(Items from a labeling collection)

• • • •

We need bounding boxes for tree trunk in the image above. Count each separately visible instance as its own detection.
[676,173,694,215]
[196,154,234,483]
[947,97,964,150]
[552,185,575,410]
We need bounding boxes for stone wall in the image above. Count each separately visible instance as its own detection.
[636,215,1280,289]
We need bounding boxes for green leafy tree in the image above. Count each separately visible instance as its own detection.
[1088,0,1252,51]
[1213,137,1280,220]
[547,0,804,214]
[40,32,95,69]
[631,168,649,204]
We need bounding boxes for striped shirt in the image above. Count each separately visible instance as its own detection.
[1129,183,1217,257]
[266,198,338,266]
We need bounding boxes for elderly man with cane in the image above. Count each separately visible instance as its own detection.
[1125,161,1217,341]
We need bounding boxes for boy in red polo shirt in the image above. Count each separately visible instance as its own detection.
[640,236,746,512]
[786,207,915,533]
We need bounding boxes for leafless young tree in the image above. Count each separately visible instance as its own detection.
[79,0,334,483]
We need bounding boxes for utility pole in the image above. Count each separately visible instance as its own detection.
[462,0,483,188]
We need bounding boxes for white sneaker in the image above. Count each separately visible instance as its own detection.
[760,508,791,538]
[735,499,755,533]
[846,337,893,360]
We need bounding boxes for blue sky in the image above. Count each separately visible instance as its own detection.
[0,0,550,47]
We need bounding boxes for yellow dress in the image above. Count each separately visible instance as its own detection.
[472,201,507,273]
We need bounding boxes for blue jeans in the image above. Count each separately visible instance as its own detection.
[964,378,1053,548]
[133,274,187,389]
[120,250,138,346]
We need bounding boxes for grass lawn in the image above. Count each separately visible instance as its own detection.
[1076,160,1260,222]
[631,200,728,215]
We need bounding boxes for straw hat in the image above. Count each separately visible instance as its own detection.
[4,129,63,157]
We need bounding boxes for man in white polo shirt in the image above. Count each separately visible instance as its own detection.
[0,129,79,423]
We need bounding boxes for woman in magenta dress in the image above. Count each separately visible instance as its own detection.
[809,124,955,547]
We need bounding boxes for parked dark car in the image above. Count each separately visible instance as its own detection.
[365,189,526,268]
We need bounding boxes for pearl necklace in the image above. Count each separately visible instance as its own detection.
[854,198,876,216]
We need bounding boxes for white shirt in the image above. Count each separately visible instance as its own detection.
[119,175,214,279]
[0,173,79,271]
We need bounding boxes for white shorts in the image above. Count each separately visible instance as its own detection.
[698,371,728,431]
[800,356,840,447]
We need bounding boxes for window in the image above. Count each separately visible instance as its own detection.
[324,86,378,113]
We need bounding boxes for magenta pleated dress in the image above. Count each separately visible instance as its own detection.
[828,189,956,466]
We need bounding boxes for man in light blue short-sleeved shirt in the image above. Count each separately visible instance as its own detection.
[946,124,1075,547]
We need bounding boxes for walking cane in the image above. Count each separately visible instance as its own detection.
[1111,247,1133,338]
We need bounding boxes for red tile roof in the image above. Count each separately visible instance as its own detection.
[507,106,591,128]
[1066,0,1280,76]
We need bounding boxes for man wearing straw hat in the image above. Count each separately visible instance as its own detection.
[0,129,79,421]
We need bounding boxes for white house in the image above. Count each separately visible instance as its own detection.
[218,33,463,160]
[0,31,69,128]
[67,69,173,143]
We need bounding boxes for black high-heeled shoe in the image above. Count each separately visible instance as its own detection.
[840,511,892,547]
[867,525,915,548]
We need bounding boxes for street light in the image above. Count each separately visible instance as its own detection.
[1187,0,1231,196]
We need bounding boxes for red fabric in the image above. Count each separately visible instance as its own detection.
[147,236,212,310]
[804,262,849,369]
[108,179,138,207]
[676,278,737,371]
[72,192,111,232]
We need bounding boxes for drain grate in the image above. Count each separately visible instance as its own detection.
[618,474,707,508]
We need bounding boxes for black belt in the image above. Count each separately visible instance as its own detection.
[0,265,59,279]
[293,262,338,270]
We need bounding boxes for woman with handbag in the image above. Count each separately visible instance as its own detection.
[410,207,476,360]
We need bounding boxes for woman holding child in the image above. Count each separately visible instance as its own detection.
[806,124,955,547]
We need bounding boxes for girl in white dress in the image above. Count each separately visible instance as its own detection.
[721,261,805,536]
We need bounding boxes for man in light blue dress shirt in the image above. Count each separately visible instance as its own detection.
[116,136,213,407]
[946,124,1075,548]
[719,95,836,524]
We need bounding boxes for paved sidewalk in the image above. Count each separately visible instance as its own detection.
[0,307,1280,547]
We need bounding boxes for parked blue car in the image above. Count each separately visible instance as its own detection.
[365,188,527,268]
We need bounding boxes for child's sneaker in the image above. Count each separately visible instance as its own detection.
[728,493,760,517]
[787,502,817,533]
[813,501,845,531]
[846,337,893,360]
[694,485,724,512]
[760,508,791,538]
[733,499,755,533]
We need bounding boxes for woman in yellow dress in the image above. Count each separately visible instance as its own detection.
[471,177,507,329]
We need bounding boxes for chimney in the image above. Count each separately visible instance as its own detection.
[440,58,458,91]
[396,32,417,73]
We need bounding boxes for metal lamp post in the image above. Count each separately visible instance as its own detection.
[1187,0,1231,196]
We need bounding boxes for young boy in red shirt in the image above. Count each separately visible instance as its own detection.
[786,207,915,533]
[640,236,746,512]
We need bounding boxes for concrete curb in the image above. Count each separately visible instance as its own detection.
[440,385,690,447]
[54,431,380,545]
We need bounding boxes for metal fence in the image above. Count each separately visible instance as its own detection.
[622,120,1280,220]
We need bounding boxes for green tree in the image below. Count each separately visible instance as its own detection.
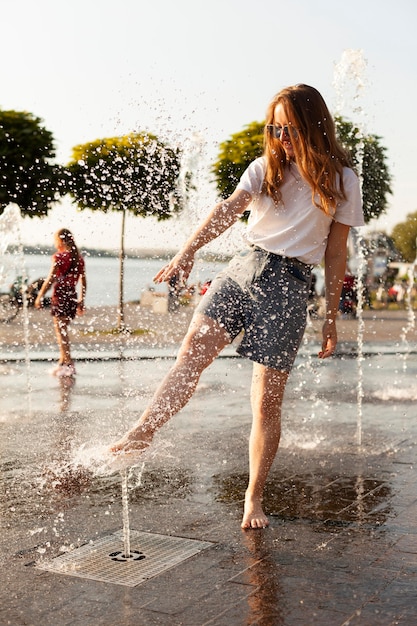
[391,211,417,263]
[211,122,265,198]
[212,117,391,222]
[68,133,181,330]
[0,111,65,217]
[335,117,392,223]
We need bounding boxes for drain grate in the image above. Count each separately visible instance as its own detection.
[36,530,213,587]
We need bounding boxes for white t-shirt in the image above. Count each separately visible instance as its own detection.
[237,157,364,265]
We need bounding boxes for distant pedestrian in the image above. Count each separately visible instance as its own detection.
[35,228,87,377]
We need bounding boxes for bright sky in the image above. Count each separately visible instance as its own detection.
[0,0,417,254]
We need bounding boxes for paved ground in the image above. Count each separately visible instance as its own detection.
[0,313,417,626]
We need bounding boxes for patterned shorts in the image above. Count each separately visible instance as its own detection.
[196,247,312,372]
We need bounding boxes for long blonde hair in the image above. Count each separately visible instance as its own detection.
[57,228,80,271]
[264,84,351,215]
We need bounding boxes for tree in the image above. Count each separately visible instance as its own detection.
[211,122,265,198]
[391,211,417,263]
[335,117,392,223]
[68,133,181,330]
[0,111,65,217]
[212,117,391,223]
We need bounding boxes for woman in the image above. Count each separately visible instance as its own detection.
[111,85,364,529]
[35,228,87,377]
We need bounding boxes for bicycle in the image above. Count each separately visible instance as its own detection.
[0,276,50,323]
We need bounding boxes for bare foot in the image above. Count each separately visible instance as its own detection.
[110,426,154,454]
[241,495,269,530]
[108,425,154,470]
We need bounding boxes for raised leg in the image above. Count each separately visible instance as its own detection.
[241,363,288,529]
[54,317,72,365]
[111,314,230,453]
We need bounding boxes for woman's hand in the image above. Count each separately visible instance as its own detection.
[33,296,43,309]
[319,320,337,359]
[153,250,194,285]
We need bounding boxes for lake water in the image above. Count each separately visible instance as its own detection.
[0,254,228,306]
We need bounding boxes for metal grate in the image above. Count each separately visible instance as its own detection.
[36,530,213,587]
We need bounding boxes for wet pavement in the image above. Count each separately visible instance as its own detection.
[0,345,417,626]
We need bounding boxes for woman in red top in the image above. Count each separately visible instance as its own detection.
[35,228,87,377]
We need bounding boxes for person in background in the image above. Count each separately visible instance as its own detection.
[110,84,364,529]
[34,228,87,377]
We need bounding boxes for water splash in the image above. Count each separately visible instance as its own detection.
[0,204,32,415]
[401,259,417,372]
[333,49,367,446]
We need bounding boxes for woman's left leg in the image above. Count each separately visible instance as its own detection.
[241,363,288,528]
[54,316,72,365]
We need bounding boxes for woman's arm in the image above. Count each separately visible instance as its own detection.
[33,261,57,309]
[77,265,87,315]
[319,222,350,359]
[154,189,252,283]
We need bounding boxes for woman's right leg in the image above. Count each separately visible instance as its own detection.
[111,314,230,452]
[54,316,72,365]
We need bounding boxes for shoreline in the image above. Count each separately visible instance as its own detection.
[0,303,417,353]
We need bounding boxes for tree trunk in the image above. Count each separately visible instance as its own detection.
[117,209,126,332]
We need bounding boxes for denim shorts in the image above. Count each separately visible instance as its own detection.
[196,247,312,372]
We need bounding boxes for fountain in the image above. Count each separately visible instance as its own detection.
[0,54,417,624]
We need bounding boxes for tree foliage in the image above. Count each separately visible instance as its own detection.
[335,117,392,223]
[212,117,391,222]
[391,211,417,263]
[68,133,181,331]
[68,133,181,220]
[0,110,65,217]
[211,122,265,198]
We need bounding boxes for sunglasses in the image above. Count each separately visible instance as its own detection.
[266,124,298,139]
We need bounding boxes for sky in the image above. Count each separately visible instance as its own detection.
[0,0,417,254]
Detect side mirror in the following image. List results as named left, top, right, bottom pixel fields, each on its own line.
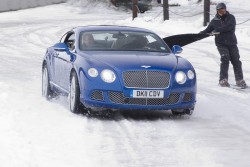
left=172, top=45, right=183, bottom=54
left=54, top=43, right=68, bottom=52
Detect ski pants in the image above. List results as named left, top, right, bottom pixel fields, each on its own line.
left=217, top=45, right=243, bottom=81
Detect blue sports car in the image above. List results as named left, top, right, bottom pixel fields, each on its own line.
left=42, top=25, right=196, bottom=114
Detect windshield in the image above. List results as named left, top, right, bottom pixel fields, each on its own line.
left=79, top=31, right=171, bottom=53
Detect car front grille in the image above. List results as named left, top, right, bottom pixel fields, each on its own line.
left=91, top=90, right=104, bottom=101
left=108, top=92, right=180, bottom=105
left=182, top=93, right=193, bottom=102
left=123, top=70, right=170, bottom=88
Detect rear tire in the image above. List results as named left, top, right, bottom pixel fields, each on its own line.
left=42, top=64, right=53, bottom=100
left=69, top=72, right=81, bottom=113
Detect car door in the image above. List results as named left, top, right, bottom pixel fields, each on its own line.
left=55, top=32, right=75, bottom=93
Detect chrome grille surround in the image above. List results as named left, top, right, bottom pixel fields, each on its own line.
left=108, top=92, right=180, bottom=105
left=123, top=70, right=170, bottom=89
left=91, top=90, right=104, bottom=101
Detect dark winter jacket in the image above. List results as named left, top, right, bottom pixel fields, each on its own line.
left=200, top=11, right=237, bottom=46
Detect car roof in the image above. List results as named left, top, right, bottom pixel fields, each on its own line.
left=73, top=25, right=153, bottom=33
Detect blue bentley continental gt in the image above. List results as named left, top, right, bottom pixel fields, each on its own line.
left=42, top=25, right=196, bottom=114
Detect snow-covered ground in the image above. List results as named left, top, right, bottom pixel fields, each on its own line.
left=0, top=0, right=250, bottom=167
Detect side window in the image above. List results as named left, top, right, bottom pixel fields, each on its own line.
left=64, top=32, right=75, bottom=51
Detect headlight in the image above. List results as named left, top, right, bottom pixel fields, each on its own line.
left=187, top=70, right=194, bottom=79
left=88, top=68, right=98, bottom=77
left=101, top=70, right=116, bottom=83
left=175, top=71, right=187, bottom=84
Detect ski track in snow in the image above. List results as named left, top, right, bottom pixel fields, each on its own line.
left=0, top=1, right=250, bottom=167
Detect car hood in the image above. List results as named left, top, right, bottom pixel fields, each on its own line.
left=80, top=51, right=177, bottom=71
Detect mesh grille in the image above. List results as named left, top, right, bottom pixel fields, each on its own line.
left=109, top=92, right=180, bottom=105
left=182, top=93, right=193, bottom=102
left=123, top=70, right=170, bottom=88
left=91, top=90, right=104, bottom=101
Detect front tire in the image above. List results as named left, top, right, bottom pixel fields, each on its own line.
left=69, top=72, right=81, bottom=113
left=42, top=64, right=52, bottom=100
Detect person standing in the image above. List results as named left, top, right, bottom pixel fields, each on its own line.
left=200, top=3, right=247, bottom=89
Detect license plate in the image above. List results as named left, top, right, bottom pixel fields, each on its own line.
left=130, top=90, right=164, bottom=98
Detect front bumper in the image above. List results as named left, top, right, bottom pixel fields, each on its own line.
left=80, top=90, right=196, bottom=110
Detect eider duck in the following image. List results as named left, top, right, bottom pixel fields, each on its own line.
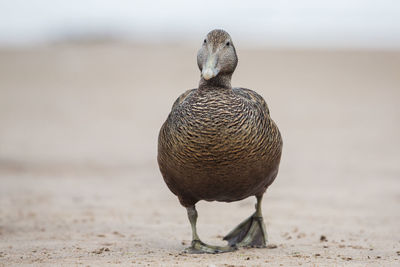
left=157, top=30, right=282, bottom=253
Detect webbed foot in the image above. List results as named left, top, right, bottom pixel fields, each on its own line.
left=184, top=240, right=237, bottom=254
left=224, top=213, right=267, bottom=247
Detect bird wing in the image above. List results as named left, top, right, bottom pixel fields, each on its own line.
left=172, top=89, right=196, bottom=110
left=233, top=87, right=269, bottom=115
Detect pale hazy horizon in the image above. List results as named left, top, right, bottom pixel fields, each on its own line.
left=0, top=0, right=400, bottom=50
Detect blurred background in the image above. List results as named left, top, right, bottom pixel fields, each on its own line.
left=0, top=0, right=400, bottom=264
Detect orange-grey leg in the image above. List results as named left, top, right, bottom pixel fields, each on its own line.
left=224, top=195, right=268, bottom=247
left=185, top=205, right=237, bottom=254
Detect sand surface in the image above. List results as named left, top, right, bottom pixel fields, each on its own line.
left=0, top=43, right=400, bottom=266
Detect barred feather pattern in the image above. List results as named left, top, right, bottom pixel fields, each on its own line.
left=158, top=86, right=282, bottom=207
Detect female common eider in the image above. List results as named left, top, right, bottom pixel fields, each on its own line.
left=158, top=30, right=282, bottom=253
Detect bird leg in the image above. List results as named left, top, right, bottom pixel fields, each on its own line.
left=185, top=205, right=237, bottom=254
left=224, top=195, right=268, bottom=247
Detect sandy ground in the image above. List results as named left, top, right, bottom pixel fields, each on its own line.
left=0, top=44, right=400, bottom=266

• • • •

* **Work instructions**: Rewrite the records from their start through the line containing "[631,168,649,204]", replacing "stone wall" with "brick wall" and leaving everything else unchanged.

* **Result**:
We need bounding boxes for tree trunk in the image above. Count each separately visible instance as its own detection.
[676,173,694,215]
[196,154,234,483]
[947,97,964,150]
[552,185,575,410]
We need bounding boxes for brick wall in the image above. Count each separately visible instance as its own detection.
[636,215,1280,289]
We need bounding boxes for green leafy tree in the image above. Count each separately visible instance as its own detection.
[1088,0,1252,51]
[1213,137,1280,220]
[547,0,804,214]
[40,32,95,69]
[631,168,649,204]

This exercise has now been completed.